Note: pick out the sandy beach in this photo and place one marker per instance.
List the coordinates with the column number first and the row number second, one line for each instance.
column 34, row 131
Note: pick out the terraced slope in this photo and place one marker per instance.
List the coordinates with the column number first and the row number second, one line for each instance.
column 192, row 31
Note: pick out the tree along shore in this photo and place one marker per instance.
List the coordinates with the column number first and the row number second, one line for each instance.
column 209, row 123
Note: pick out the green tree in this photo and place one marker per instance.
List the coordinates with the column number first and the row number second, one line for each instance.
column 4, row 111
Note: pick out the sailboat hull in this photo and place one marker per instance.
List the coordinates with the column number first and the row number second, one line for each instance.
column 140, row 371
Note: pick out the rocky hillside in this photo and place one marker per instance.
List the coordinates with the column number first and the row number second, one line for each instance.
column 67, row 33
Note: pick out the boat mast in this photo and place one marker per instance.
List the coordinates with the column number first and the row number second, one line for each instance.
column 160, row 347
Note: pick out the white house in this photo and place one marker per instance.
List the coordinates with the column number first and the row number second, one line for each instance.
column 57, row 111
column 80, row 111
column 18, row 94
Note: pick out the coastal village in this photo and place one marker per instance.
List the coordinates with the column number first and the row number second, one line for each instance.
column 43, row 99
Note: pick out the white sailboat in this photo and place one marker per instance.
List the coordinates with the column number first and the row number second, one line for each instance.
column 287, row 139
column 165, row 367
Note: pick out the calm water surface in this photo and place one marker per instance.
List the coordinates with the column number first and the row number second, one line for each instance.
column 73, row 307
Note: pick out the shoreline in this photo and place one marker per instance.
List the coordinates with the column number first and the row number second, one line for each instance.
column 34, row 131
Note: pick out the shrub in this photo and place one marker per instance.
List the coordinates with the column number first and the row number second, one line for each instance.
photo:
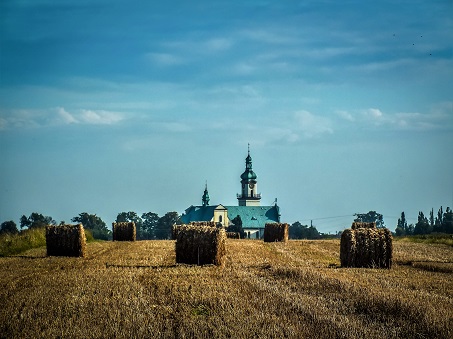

◇ ◇ ◇

Aim -
Arrange the lines of the records above as a Markdown table with two columns, Row for the row number and Text for the line itself, skipping any blank lines. Leave the pictures out of the table.

Reply to the exercise -
| Row | Text |
|---|---|
| 1 | Note: pick out the sandy beach in this photo and place one marker per instance. |
| 2 | List the coordinates with the column number first and the row number second, one line for each instance. |
| 3 | column 34, row 131 |
| 4 | Note: pick out the terraced slope in this photo and place one marker per instance. |
| 5 | List the coordinates with the column number first and the row number second, one line for each instance. |
| 6 | column 192, row 31 |
| 7 | Note: pick out the tree along shore in this photo and place one marker per instance. |
| 8 | List the coordinates with the column number first and the row number second, one line for each instance. |
| 9 | column 209, row 123 |
| 10 | Note: pick out the green tree in this photo and place one marker per instance. |
| 11 | List the coordinates with the column number first and the row number second, one line for each instance. |
| 12 | column 4, row 111 |
| 13 | Note: pick out the sailboat hull in this photo and place one marker per instance. |
| 14 | List the coordinates with the column number first and the row number second, one line for each instance. |
| 15 | column 140, row 371 |
| 16 | Note: pick out the rocky hillside in this photo and place one marker per instance. |
| 17 | List the coordinates with the column number first and the row number second, one line for each instance. |
| 18 | column 67, row 33 |
| 19 | Note: pick out the boat mast in this photo and place one marker per instance. |
| 20 | List the coordinates with the column number first and the row number second, one line for each instance. |
| 21 | column 160, row 347 |
| 22 | Note: pick out the white house in this photo and place one marker per instance. |
| 23 | List the coordinates with the column number first and the row number second, one line for each instance. |
| 24 | column 57, row 111 |
| 25 | column 80, row 111 |
| 26 | column 18, row 94 |
| 27 | Note: pick out the coastal village in this photo and place one marker per instance. |
| 28 | List the coordinates with the column number first and the row number second, one line for each instance. |
| 29 | column 43, row 99 |
| 30 | Note: pick out the white sailboat in this photo and place one marker per instance. |
| 31 | List the coordinates with the column number first and the row number second, one line for each instance. |
| 32 | column 287, row 139 |
| 33 | column 165, row 367 |
| 34 | Note: pick out the calm water surface in this photo and place one marker per instance. |
| 35 | List the coordinates with the column number first and the row number second, one line for each instance. |
| 36 | column 73, row 307 |
| 37 | Note: pick out the shoreline in this photo and place one marker per instance. |
| 38 | List the coordinates with the column number first and the row number second, one line for each instance. |
| 39 | column 34, row 131 |
| 40 | Note: pick out the shrub in this photo and place one marker per instance. |
| 41 | List the coordinates with the column number first and the row number second, one line for each instance. |
| 42 | photo: |